:: Activity ::
An exact reproduction of all entries is expected.

:: Stored data entries ::
== == ==

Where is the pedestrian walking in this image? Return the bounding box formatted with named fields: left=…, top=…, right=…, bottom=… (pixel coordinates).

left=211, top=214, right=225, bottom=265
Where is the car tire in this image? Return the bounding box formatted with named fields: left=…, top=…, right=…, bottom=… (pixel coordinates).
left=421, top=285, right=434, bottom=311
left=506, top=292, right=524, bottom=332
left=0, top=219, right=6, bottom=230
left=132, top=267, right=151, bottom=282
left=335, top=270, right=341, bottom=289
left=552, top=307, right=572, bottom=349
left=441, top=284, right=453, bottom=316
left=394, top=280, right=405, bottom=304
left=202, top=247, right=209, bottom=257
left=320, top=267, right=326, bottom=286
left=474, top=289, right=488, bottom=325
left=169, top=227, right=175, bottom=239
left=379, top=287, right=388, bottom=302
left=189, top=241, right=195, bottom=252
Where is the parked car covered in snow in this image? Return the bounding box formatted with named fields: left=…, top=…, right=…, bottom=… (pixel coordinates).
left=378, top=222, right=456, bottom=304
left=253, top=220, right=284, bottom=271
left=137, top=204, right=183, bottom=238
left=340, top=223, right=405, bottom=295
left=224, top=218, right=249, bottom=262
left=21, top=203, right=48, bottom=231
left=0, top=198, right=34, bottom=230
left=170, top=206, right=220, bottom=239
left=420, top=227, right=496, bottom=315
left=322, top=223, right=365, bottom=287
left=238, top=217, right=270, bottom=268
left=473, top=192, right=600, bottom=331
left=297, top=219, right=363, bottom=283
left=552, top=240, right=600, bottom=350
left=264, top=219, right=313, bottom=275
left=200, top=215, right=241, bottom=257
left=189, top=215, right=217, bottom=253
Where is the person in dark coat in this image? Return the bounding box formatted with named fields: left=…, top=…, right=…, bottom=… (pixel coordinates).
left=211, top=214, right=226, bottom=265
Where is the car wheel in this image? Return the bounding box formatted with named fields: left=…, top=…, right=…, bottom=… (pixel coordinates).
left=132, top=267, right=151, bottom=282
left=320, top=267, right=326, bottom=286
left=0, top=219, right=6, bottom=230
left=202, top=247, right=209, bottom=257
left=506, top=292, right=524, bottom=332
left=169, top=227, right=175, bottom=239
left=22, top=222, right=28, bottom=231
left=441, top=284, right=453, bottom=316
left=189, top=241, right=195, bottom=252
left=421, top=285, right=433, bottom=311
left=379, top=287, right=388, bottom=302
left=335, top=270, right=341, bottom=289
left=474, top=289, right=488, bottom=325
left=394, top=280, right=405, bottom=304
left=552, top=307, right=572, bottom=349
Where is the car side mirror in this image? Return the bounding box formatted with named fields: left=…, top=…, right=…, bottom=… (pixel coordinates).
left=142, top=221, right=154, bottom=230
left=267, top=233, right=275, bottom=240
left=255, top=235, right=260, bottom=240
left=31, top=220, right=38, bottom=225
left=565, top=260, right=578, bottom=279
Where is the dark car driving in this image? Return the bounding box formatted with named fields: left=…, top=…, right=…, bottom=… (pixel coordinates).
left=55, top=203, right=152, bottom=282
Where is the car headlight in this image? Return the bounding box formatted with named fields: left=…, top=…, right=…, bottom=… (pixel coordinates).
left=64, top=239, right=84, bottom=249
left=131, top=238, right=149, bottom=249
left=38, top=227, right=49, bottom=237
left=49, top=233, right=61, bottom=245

== == ==

:: Exercise response ::
Where is the pedestrian walking in this image? Return the bounding box formatted with named fields: left=…, top=…, right=…, bottom=… (pixel coordinates).

left=211, top=214, right=225, bottom=265
Where is the car tire in this image? Return the bounding box formatted with named fields: left=…, top=…, right=…, bottom=… (pixel coordinates).
left=421, top=285, right=434, bottom=311
left=506, top=292, right=524, bottom=332
left=0, top=219, right=6, bottom=230
left=132, top=267, right=151, bottom=282
left=335, top=270, right=341, bottom=289
left=552, top=307, right=572, bottom=349
left=441, top=284, right=453, bottom=316
left=394, top=280, right=405, bottom=304
left=202, top=247, right=209, bottom=257
left=320, top=267, right=326, bottom=286
left=474, top=289, right=488, bottom=325
left=169, top=227, right=175, bottom=239
left=379, top=287, right=388, bottom=302
left=189, top=241, right=195, bottom=252
Where is the parked car covered in snow in this image? Return the bounding box formatted with named fields: left=…, top=…, right=…, bottom=… (pixel coordinates).
left=378, top=222, right=456, bottom=304
left=253, top=220, right=284, bottom=271
left=137, top=204, right=183, bottom=238
left=340, top=223, right=405, bottom=295
left=224, top=218, right=249, bottom=262
left=21, top=203, right=48, bottom=231
left=0, top=198, right=34, bottom=230
left=170, top=206, right=220, bottom=239
left=420, top=227, right=496, bottom=315
left=322, top=223, right=365, bottom=287
left=238, top=217, right=270, bottom=268
left=473, top=192, right=600, bottom=331
left=297, top=219, right=363, bottom=283
left=552, top=240, right=600, bottom=350
left=264, top=219, right=313, bottom=275
left=200, top=215, right=241, bottom=257
left=189, top=215, right=217, bottom=253
Where is the person in dark coat in this image? Return the bounding box formatted with named fields: left=…, top=…, right=…, bottom=… (pixel coordinates).
left=211, top=214, right=226, bottom=265
Where is the car wheel in this image? Return the bounding box formatted with named fields: left=…, top=…, right=…, bottom=… (pixel coordinates).
left=132, top=267, right=151, bottom=282
left=320, top=267, right=326, bottom=286
left=0, top=219, right=6, bottom=230
left=202, top=247, right=209, bottom=257
left=506, top=292, right=524, bottom=332
left=169, top=227, right=175, bottom=239
left=22, top=222, right=28, bottom=231
left=441, top=284, right=453, bottom=316
left=189, top=241, right=195, bottom=252
left=421, top=285, right=433, bottom=311
left=379, top=287, right=388, bottom=302
left=335, top=270, right=341, bottom=289
left=474, top=289, right=488, bottom=325
left=394, top=280, right=405, bottom=304
left=552, top=307, right=572, bottom=349
Where is the car side mirror in this image? Return the bounding box formatted with named fields: left=…, top=…, right=…, bottom=… (pixel coordinates).
left=142, top=221, right=154, bottom=230
left=267, top=233, right=275, bottom=240
left=255, top=235, right=260, bottom=240
left=31, top=220, right=38, bottom=225
left=565, top=260, right=578, bottom=279
Where is the dark car driving in this image? Return the bounding box formatted with named fields: left=…, top=…, right=…, bottom=… (pixel coordinates).
left=55, top=203, right=152, bottom=282
Where is the car headlight in this image? Return the bounding box formatted with named fields: left=…, top=…, right=…, bottom=… (pixel coordinates).
left=64, top=239, right=84, bottom=249
left=131, top=238, right=149, bottom=249
left=38, top=227, right=49, bottom=237
left=49, top=233, right=61, bottom=245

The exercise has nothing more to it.